* START *
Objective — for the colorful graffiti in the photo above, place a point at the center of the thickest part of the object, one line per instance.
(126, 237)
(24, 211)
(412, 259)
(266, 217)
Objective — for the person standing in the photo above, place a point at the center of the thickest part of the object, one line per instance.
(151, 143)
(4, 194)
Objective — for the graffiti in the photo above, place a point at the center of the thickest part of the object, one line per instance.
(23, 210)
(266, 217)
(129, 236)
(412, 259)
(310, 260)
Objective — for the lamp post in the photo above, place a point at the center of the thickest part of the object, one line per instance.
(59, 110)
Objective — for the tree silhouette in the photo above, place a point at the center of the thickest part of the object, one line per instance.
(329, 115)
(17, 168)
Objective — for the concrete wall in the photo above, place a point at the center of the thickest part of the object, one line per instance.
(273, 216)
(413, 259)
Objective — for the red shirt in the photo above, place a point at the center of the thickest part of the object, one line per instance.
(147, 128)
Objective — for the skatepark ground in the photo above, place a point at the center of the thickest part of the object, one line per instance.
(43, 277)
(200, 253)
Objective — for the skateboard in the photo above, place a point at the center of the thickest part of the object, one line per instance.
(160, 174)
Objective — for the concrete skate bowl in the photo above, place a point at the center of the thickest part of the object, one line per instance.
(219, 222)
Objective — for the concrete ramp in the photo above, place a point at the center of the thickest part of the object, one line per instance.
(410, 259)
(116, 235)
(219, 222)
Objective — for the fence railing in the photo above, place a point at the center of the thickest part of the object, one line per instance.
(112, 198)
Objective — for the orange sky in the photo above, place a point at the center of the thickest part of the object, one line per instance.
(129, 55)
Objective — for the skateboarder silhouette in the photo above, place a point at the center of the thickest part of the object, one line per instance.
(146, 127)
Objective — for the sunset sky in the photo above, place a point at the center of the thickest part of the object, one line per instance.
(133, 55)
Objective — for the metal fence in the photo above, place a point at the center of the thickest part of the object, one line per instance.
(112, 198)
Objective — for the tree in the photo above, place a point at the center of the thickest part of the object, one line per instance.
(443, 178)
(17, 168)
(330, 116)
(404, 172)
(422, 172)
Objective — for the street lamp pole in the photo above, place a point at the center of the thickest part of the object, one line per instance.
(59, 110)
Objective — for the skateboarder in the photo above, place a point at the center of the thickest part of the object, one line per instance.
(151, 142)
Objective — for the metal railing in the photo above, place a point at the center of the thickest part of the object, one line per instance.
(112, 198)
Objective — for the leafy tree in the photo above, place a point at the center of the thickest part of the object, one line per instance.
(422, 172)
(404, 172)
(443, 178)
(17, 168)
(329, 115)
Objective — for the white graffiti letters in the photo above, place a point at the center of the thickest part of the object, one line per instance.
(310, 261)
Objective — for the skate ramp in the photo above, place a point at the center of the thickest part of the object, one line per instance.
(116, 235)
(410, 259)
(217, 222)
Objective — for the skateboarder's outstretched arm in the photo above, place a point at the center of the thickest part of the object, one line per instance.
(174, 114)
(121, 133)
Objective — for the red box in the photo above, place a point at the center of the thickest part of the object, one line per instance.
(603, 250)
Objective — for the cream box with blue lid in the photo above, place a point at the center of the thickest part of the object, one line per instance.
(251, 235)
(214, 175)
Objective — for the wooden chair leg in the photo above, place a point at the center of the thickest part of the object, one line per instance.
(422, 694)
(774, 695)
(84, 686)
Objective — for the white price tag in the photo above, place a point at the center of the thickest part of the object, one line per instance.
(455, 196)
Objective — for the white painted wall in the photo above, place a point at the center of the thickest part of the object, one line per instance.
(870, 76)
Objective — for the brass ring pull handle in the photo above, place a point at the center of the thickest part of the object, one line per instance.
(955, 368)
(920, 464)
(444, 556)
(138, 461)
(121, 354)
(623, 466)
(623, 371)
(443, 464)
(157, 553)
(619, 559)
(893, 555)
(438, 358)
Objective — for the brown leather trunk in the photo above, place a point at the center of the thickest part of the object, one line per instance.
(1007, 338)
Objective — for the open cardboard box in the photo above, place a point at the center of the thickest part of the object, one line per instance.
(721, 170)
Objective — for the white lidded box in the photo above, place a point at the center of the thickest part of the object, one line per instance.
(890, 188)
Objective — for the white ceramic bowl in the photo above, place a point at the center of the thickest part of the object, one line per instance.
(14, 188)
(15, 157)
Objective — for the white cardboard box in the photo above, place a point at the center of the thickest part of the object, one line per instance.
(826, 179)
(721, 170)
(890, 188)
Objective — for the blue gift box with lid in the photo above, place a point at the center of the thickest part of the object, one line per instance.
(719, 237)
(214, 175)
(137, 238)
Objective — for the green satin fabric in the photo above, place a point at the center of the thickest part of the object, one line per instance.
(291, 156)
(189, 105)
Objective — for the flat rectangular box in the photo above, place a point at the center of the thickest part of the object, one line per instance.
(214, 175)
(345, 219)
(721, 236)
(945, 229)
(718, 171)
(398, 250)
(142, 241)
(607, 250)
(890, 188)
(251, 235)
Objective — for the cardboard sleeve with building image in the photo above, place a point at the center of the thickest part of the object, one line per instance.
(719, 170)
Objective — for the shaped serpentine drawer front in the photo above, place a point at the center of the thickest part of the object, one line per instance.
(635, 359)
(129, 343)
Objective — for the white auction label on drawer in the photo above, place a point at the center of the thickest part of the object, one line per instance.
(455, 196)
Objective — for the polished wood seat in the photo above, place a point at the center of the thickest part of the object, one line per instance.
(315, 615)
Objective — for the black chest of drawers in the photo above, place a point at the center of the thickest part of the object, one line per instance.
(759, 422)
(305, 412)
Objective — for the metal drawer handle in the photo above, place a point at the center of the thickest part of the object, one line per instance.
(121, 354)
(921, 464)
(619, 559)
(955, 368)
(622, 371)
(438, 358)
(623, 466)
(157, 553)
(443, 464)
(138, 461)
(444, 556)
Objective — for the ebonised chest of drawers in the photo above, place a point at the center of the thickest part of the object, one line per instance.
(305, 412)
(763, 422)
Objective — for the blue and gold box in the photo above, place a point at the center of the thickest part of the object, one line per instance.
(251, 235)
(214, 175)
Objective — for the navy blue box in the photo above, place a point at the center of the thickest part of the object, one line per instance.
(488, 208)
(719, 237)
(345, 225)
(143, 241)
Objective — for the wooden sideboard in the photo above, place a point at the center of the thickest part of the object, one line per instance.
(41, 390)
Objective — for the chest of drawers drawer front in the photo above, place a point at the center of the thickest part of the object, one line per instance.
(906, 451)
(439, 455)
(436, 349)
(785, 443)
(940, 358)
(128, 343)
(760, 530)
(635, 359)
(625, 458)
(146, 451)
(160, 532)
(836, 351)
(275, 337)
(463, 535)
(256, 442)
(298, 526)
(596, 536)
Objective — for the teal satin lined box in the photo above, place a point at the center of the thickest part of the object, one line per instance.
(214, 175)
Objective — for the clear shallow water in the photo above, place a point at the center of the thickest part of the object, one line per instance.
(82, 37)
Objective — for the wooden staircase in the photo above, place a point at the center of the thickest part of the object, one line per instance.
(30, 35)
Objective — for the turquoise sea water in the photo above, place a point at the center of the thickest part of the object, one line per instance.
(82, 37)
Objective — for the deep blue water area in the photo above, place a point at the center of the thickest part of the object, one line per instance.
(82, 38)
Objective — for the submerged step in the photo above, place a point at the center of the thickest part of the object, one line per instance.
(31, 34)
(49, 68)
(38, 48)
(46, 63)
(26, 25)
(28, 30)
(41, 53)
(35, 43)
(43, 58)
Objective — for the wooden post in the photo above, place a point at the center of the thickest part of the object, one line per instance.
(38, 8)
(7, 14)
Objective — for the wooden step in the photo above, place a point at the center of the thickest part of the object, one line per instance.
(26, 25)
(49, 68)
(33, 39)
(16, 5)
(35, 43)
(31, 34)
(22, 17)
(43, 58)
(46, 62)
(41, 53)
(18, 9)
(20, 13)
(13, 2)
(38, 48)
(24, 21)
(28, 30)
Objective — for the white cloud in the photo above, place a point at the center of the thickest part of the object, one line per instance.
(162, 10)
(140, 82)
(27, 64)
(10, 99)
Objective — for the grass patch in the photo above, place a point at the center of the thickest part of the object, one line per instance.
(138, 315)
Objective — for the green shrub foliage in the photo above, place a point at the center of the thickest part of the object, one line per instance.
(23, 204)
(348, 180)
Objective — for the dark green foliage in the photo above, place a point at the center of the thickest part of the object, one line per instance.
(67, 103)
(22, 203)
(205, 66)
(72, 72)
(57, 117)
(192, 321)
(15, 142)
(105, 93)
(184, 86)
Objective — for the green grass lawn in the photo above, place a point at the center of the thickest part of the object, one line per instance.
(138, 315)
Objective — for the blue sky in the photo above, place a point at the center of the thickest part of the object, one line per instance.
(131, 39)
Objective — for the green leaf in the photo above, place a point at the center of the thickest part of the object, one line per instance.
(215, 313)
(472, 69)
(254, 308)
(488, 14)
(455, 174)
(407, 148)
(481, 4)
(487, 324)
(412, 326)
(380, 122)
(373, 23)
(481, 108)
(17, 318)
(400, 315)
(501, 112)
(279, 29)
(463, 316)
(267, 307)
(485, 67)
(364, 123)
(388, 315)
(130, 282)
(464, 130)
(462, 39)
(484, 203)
* END *
Short task
Write out exactly the lines starting with the one that holds "Objective — for the green shrub" and running through the last line above.

Solution for this problem
Objective — for the green shrub foliage in the photo above, place a point at the center of the thickest part of the object, one line per instance.
(23, 204)
(348, 180)
Objective — for the dark green foliage in the photo above, place a point at the center of the thickest part of the object, one line per instance.
(67, 103)
(22, 203)
(205, 66)
(72, 72)
(57, 117)
(192, 321)
(15, 142)
(105, 93)
(184, 86)
Objective — for the green grass lawn in the photo above, place a point at the center of the thickest part of the object, one line per instance.
(138, 315)
Objective — for the blue sky in the photo above, place a point at the center of the thickest part of the object, one line per instance.
(131, 39)
Objective — for the green leaf in the photo above, place a point at the center of the thickest part of the object, one line per instance.
(215, 313)
(472, 69)
(254, 308)
(488, 14)
(455, 174)
(407, 148)
(481, 4)
(487, 324)
(412, 326)
(380, 122)
(373, 23)
(481, 108)
(17, 318)
(400, 315)
(501, 112)
(279, 29)
(463, 316)
(267, 307)
(485, 67)
(364, 123)
(388, 315)
(130, 282)
(464, 130)
(462, 39)
(484, 203)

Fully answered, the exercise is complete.